# EXERCISE DESCRIPTION:
Filter the data for lines with the word "block" and copy those lines.

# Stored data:
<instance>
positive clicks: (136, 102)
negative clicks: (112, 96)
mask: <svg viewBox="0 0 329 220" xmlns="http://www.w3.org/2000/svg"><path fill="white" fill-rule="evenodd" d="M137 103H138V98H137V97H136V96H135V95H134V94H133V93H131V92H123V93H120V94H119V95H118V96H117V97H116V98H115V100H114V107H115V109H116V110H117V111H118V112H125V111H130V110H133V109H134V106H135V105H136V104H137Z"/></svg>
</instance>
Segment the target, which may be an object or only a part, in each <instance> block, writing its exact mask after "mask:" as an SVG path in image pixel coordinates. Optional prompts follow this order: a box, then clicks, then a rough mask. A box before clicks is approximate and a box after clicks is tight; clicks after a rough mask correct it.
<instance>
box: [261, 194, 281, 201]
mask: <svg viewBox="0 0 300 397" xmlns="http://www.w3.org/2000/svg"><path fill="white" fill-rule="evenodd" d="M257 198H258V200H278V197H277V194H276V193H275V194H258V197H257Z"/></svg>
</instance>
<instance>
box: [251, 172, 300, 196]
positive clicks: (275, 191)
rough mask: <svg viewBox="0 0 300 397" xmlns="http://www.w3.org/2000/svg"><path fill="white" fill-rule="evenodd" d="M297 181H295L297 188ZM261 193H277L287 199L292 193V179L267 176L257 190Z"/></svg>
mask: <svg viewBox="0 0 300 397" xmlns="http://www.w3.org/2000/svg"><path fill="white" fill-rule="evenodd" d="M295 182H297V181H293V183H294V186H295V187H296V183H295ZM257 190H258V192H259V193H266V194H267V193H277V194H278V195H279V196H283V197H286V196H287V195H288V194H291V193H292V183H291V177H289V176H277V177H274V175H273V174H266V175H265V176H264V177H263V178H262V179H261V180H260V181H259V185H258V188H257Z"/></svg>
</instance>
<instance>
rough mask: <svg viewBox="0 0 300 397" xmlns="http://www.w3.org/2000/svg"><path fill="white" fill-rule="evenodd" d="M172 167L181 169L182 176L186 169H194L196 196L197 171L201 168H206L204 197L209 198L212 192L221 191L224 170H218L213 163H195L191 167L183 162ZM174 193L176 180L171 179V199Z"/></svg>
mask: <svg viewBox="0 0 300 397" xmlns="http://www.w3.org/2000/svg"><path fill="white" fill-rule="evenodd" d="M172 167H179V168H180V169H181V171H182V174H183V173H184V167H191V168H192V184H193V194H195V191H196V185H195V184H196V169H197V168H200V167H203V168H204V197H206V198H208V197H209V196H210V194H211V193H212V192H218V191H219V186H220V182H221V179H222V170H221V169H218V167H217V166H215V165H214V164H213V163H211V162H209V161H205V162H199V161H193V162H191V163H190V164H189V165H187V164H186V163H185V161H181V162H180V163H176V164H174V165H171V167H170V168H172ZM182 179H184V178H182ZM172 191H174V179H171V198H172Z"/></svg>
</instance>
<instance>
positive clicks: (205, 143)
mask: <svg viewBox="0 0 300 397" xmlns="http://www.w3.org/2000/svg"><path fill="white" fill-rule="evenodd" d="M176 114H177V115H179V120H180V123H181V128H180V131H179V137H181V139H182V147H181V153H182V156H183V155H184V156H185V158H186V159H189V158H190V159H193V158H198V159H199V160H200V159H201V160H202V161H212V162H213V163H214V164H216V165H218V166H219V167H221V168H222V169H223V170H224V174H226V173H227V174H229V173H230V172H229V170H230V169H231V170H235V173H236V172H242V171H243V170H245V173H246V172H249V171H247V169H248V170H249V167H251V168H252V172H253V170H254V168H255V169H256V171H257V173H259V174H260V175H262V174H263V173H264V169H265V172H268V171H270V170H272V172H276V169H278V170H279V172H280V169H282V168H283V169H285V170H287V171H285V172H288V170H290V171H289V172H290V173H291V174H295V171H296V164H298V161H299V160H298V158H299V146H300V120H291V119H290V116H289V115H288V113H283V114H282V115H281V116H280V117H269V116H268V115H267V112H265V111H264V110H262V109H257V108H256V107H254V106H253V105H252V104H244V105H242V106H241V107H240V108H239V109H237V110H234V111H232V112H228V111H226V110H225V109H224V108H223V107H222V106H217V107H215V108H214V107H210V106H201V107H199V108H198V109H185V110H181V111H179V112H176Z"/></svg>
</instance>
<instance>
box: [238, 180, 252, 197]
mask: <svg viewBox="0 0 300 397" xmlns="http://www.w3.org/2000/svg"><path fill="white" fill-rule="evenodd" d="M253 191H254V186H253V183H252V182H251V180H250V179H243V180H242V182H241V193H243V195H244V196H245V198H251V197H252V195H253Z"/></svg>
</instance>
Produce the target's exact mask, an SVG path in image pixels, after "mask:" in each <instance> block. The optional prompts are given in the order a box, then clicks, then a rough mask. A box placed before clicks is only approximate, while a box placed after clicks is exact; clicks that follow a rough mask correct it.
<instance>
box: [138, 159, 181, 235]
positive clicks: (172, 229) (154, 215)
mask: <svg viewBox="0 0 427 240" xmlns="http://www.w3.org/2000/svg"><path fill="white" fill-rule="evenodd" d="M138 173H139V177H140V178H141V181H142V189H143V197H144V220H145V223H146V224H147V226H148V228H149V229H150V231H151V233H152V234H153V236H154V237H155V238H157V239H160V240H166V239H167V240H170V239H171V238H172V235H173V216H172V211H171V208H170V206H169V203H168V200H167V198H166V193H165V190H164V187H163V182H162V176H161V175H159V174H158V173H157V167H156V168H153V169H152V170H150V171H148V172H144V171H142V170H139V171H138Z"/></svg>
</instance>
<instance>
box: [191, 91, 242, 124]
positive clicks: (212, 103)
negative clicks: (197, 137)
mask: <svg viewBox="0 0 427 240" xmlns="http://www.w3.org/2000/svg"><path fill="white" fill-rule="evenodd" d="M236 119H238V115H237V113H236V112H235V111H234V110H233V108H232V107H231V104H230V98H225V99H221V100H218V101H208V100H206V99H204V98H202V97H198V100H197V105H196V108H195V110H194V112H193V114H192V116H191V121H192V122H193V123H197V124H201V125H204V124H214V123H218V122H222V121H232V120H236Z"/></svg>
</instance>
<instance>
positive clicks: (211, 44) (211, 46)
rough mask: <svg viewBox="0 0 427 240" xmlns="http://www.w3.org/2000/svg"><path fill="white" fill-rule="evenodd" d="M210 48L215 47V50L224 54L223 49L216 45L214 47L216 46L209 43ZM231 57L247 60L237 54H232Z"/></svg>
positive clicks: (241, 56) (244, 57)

# THE ANSWER:
Segment the target, which may be an object or only a part, in each <instance> block, writing its exact mask after "mask:" as an SVG path in image pixel coordinates. Optional prompts follow this order: a box, then clicks, then a rough mask. A box before clicks is approximate and a box after clicks is tight; clicks after a rough mask correct it.
Produce the target's exact mask, an SVG path in image pixels, after "mask:" in each <instance> block. The optional prompts are given in the order a box, then clicks, then a rough mask. A box placed before clicks is only approximate, while a box placed after clicks is exact; clicks that follow a rough mask correct it.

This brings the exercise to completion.